**DATA LINES:**

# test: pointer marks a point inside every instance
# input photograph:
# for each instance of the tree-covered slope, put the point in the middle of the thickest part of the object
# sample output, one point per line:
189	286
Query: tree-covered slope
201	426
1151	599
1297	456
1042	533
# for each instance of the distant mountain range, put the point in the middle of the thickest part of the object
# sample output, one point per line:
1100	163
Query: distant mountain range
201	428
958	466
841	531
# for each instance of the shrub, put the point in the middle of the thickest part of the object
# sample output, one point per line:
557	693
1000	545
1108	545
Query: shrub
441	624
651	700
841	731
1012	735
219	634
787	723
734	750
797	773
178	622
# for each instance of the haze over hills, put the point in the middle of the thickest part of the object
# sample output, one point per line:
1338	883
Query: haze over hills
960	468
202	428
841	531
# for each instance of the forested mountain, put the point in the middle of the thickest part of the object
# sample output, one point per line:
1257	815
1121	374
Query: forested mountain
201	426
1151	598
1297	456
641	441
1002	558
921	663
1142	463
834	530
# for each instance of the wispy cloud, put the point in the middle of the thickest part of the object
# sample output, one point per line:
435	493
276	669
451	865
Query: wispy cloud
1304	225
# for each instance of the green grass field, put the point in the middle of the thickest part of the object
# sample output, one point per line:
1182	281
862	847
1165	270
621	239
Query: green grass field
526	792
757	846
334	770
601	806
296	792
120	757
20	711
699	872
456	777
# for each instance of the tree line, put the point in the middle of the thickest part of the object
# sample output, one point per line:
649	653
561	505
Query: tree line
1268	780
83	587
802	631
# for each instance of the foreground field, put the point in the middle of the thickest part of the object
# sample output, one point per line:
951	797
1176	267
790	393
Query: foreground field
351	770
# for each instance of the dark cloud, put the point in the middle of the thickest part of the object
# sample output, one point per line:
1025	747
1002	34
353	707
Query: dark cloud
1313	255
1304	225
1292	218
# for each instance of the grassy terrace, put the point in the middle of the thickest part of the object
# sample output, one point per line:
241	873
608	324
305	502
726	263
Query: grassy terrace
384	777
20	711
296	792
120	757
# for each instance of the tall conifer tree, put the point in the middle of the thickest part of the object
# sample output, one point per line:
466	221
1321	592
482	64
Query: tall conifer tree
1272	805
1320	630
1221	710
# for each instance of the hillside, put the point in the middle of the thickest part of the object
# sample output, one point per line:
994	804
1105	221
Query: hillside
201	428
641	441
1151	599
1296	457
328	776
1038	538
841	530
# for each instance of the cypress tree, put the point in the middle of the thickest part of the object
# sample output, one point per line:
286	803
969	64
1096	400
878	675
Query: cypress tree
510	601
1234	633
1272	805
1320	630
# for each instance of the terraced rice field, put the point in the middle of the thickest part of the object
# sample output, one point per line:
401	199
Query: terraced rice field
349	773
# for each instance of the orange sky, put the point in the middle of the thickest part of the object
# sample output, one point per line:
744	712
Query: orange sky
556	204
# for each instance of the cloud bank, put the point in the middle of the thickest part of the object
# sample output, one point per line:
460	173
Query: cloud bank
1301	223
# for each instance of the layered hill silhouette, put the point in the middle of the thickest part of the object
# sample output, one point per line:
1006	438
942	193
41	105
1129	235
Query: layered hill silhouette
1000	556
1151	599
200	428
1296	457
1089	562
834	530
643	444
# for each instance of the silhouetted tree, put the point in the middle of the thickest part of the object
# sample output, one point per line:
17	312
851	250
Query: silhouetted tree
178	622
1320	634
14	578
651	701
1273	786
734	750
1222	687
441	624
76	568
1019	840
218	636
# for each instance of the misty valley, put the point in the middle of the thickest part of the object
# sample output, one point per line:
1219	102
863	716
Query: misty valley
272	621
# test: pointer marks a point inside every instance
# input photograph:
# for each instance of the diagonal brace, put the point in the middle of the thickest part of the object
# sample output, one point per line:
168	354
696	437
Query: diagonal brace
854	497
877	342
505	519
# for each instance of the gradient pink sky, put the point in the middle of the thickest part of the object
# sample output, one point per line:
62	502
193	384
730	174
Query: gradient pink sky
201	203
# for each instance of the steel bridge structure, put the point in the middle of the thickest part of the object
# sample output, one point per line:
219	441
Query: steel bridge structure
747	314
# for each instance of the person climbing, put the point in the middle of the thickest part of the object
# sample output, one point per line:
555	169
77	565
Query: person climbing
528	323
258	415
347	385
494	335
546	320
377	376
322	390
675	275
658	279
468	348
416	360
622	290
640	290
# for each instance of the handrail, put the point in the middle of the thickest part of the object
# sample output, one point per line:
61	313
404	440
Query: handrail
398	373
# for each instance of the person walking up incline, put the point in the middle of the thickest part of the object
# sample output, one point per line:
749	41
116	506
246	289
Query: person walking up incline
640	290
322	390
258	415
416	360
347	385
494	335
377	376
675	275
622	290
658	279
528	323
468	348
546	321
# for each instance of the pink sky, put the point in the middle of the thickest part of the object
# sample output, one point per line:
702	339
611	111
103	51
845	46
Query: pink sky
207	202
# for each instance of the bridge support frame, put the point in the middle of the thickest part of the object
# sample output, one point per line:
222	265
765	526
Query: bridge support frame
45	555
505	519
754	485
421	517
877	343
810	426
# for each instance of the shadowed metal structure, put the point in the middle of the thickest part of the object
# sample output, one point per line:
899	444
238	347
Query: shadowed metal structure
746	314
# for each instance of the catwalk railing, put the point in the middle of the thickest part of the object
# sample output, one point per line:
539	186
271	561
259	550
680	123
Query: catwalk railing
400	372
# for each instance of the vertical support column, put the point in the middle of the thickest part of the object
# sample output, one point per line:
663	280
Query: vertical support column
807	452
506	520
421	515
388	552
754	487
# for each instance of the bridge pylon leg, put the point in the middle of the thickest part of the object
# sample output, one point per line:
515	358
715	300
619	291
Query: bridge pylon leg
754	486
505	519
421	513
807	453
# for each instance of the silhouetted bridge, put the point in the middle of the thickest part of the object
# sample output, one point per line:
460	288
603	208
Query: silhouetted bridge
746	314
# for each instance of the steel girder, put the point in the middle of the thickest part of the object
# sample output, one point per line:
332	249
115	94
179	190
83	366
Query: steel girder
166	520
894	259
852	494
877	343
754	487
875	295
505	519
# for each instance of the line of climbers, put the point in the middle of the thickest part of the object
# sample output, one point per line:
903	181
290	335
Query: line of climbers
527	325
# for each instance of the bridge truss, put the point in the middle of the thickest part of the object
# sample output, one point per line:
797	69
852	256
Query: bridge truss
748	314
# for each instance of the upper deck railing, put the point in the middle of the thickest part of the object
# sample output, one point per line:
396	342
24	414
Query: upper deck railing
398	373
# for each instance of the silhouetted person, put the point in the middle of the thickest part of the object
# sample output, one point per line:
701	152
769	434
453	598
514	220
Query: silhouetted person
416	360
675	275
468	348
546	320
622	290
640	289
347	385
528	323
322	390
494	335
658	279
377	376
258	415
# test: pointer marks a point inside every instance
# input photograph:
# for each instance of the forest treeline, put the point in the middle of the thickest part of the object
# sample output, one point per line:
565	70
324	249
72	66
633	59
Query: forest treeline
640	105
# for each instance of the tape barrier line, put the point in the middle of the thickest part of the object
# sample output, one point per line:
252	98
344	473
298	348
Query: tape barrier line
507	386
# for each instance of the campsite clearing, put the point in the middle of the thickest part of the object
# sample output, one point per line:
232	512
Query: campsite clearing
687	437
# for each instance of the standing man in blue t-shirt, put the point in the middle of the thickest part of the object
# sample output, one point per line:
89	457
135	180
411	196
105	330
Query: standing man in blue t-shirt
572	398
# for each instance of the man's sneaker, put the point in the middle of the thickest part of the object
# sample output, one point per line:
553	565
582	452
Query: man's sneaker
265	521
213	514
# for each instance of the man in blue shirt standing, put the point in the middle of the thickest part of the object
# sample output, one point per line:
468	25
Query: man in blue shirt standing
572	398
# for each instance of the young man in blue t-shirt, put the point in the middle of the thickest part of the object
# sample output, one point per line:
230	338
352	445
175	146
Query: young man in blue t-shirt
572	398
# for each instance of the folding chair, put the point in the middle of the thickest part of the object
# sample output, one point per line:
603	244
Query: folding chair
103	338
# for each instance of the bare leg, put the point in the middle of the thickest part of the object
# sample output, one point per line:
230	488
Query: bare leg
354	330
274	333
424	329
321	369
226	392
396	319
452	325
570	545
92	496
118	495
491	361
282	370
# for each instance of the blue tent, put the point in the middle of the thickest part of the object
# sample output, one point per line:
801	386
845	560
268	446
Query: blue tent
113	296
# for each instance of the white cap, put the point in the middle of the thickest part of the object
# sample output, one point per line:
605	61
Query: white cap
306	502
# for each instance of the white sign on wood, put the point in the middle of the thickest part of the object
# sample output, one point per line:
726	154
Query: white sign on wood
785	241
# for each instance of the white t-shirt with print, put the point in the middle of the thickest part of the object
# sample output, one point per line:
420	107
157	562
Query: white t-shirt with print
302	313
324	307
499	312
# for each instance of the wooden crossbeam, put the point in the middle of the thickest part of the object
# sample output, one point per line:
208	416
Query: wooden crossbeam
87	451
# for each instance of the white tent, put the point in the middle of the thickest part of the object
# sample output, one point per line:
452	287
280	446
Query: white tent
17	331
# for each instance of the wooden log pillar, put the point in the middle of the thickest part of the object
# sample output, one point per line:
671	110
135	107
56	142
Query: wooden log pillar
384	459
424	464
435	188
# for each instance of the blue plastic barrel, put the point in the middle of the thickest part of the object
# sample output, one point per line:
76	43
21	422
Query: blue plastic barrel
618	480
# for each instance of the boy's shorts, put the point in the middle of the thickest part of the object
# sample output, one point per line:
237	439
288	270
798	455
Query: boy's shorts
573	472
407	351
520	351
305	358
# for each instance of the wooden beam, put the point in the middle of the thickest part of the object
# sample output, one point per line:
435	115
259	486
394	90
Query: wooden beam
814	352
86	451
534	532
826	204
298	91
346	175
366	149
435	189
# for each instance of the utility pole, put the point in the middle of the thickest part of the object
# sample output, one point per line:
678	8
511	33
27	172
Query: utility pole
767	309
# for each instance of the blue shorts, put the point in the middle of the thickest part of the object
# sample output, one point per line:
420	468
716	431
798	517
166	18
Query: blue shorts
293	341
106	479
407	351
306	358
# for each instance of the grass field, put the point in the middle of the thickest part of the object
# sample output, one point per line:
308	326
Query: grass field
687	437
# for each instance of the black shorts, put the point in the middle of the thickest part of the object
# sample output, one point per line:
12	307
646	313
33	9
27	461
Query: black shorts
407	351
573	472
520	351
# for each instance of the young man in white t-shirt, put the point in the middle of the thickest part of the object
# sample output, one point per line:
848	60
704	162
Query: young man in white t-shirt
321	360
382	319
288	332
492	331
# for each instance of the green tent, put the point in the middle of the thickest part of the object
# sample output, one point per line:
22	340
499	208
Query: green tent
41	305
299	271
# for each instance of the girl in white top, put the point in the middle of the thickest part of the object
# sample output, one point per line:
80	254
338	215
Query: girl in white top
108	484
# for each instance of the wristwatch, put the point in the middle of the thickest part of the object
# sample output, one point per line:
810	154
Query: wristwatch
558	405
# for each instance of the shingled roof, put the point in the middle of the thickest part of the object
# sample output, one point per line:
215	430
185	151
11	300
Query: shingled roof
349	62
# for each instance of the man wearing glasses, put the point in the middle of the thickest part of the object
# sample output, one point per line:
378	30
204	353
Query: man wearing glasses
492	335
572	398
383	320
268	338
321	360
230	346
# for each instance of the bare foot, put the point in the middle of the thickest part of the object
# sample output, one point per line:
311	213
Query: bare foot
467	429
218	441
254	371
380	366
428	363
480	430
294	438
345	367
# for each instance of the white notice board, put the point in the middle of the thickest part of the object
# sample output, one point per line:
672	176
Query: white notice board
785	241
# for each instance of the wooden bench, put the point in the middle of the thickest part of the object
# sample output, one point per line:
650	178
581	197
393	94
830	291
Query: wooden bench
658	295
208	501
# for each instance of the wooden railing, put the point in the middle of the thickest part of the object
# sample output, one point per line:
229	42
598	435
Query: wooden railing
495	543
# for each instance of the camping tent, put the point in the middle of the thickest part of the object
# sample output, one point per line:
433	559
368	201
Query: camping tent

**WORK TO BE COMPLETED:**
Your task is to transcribe the line containing "# for each instance of the green tent, put" and every line after it, through the last line of the data, exactly as written and with nothing more.

**THE OUTPUT:**
# for each instance of the green tent, put the point in the middle of the thickest part of the object
# sample output, one point per line:
22	340
499	208
Query: green tent
41	305
299	271
# for each instance of the girl in white top, put the point in the middle of the thickest part of the object
# sample output, one point per line:
80	254
338	215
Query: girl in white top
108	484
# for each instance of the wristwatch, put the point in the middle of the thickest part of the object
# sample output, one point per line:
810	154
Query: wristwatch
558	405
# for each instance of the shingled roof, put the point in the middle of the thickest part of the object
# sample output, one point per line:
215	430
185	151
11	300
Query: shingled roof
349	62
# for each instance of the man wearing glasses, put the point in the middle of the thickest part of the object
# sample output, one point per line:
378	30
204	353
Query: man wearing glasses
492	335
572	398
383	320
268	338
321	360
230	346
# for each instance of the bare foot, put the point in the middle of the thickest part of the object
# sample output, one point per line:
311	213
Query: bare foot
467	429
218	441
254	371
380	366
428	363
480	430
294	438
345	367
# for each instance of the white notice board, put the point in the middle of the thickest part of the object
# sample output, one point per line:
672	176
Query: white notice board
785	241
# for each instance of the wooden bench, put the point in the middle of the thickest part of the object
# sample output, one point per line:
650	178
581	197
393	94
830	291
Query: wooden bench
658	295
208	501
# for each instance of the wooden railing, put the point in the middle of the thickest part of the object
# sample output, one point per line:
229	42
598	435
Query: wooden railing
495	543
# for each instance of the camping tent, put the point in the middle of the thickest part of the object
# sample output, one point per line:
433	559
368	201
Query: camping tent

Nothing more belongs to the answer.